* Task statement:
Rewrite the lines below, from the line containing "shown in [179,84]." through the end of the lines, as a Markdown table with the columns Row and Line. Omit blank lines and leave the pictures out of the table.

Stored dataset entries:
start
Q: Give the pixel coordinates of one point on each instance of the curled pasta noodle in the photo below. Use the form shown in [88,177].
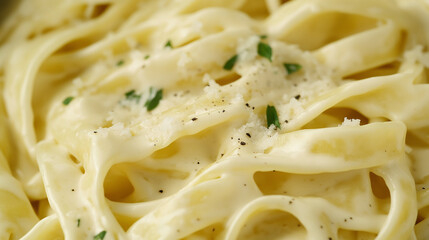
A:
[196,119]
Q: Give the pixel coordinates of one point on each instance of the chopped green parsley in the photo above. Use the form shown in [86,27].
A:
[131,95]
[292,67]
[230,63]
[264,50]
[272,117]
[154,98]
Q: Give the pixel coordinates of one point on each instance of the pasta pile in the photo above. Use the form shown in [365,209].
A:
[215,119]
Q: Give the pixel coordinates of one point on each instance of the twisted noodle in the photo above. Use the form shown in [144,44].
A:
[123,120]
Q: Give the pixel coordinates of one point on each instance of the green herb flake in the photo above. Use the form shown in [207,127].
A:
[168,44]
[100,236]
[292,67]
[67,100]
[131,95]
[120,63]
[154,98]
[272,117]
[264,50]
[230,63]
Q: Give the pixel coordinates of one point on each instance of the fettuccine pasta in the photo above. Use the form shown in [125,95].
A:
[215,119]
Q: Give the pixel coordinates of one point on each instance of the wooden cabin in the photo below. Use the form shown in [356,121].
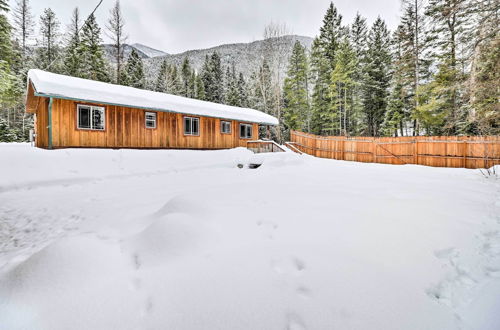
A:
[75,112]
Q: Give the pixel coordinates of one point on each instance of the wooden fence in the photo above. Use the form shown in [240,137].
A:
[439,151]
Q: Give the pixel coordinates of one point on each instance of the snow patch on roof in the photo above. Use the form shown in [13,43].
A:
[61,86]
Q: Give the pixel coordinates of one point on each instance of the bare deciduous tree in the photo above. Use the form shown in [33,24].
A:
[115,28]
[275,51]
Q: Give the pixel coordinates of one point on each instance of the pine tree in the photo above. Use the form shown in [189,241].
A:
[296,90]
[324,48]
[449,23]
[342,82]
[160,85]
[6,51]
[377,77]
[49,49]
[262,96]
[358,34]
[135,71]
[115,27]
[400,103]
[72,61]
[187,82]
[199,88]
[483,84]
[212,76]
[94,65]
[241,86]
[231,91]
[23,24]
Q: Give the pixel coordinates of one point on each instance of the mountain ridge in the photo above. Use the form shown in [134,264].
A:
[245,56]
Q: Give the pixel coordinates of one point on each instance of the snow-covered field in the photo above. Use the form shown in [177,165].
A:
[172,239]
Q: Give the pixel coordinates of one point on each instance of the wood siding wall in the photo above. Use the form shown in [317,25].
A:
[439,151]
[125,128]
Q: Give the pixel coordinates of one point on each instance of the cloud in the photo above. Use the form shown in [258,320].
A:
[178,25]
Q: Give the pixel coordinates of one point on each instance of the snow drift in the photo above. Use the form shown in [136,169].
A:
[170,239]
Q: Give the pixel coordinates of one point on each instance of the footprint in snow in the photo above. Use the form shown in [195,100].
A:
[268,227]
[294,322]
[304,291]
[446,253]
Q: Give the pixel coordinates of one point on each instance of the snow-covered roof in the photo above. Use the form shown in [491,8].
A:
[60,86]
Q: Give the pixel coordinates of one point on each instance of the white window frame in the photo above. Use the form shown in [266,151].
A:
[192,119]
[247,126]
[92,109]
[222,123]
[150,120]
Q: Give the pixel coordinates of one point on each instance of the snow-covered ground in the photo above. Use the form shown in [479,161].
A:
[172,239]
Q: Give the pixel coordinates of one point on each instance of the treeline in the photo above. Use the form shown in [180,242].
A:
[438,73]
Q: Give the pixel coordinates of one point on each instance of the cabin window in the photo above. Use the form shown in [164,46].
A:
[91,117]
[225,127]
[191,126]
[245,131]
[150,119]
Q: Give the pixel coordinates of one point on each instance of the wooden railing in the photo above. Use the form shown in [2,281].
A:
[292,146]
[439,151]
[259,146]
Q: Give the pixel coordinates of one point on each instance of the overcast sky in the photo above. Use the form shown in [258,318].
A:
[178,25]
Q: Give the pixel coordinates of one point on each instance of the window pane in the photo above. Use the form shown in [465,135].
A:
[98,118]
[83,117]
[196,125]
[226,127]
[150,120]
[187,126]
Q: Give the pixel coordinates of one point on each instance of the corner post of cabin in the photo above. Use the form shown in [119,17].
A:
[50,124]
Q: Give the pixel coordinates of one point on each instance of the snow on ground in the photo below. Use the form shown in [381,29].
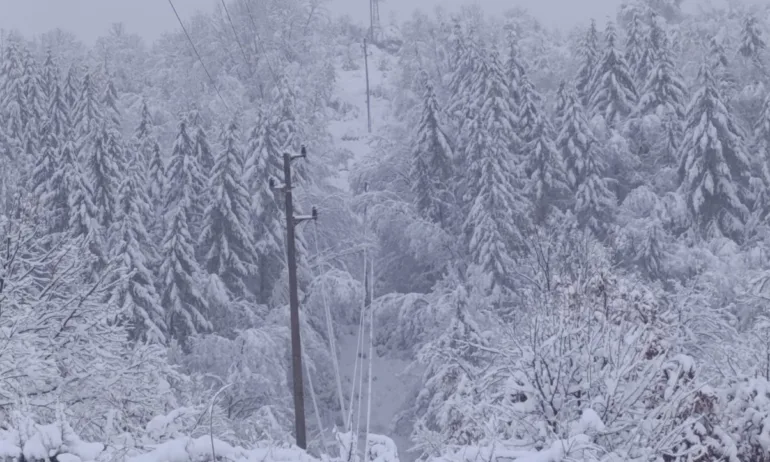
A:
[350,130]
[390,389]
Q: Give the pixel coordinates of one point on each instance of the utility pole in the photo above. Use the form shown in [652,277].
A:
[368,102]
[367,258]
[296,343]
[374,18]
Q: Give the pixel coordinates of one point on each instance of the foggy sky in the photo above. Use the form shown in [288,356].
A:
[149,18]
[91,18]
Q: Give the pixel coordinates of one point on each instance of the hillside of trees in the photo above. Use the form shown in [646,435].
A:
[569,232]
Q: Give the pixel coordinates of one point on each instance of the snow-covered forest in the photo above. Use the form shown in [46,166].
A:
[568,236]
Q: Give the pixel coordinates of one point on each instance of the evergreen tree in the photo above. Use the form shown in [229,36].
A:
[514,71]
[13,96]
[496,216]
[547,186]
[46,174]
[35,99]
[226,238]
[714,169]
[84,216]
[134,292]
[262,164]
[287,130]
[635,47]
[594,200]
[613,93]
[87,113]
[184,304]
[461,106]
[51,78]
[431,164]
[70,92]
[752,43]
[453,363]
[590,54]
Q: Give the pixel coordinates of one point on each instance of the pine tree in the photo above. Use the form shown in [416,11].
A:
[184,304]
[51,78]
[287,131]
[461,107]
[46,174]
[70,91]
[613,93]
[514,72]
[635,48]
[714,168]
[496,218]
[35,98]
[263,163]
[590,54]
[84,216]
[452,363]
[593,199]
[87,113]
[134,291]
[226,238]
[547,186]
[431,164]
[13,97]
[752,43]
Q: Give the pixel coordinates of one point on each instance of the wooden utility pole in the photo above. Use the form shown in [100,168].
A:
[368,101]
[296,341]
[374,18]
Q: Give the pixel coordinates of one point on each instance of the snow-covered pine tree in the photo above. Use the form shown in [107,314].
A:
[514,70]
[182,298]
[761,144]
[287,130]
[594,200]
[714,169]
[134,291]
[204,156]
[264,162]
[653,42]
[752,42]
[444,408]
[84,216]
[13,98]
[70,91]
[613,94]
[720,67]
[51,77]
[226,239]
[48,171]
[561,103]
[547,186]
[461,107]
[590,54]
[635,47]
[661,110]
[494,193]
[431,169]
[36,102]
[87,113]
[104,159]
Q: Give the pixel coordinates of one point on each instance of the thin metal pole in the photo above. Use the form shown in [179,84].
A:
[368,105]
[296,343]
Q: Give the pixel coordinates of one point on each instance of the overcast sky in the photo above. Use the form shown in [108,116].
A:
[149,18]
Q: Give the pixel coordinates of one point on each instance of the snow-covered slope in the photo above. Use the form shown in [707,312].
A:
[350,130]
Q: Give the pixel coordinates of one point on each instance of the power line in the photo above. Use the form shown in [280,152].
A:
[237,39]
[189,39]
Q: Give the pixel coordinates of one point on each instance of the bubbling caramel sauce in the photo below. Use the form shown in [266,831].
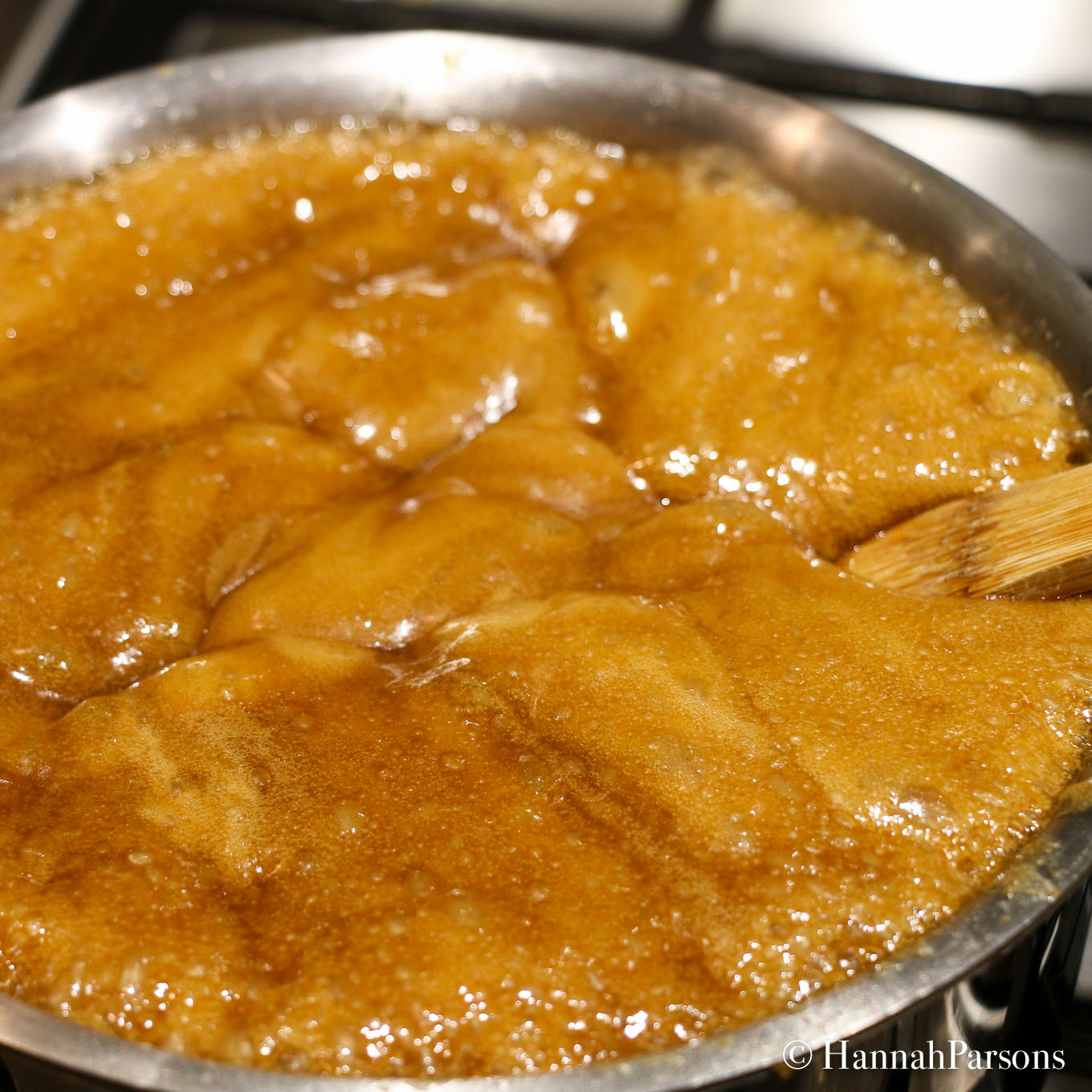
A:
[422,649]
end
* Task output:
| Row | Line |
|---|---|
| 1 | Q: Give the pixel coordinates of one point on each instance of the thin metal pole in the photo above. Use the form shown in [179,84]. |
| 2 | A: |
| 3 | [368,105] |
| 4 | [296,343] |
| 5 | Q: Give the pixel coordinates of one point on each instance of the overcast sky in the photo above. Use the form shown in [108,116]. |
| 6 | A: |
| 7 | [149,18] |
| 8 | Q: Give the pixel coordinates of one point on each instance of the snow-covered slope in the photo above. Use the form shown in [707,312]. |
| 9 | A: |
| 10 | [350,130] |
| 11 | Q: Give the pixel coordinates of one point on each instance of the power line in the photo above. Use the form shown in [280,152]. |
| 12 | A: |
| 13 | [237,39] |
| 14 | [189,39] |
| 15 | Q: Give the pixel coordinates of one point on each instance of the bubbling caramel sauce in the photo below. Use the form shown in [266,831]. |
| 16 | A: |
| 17 | [422,649] |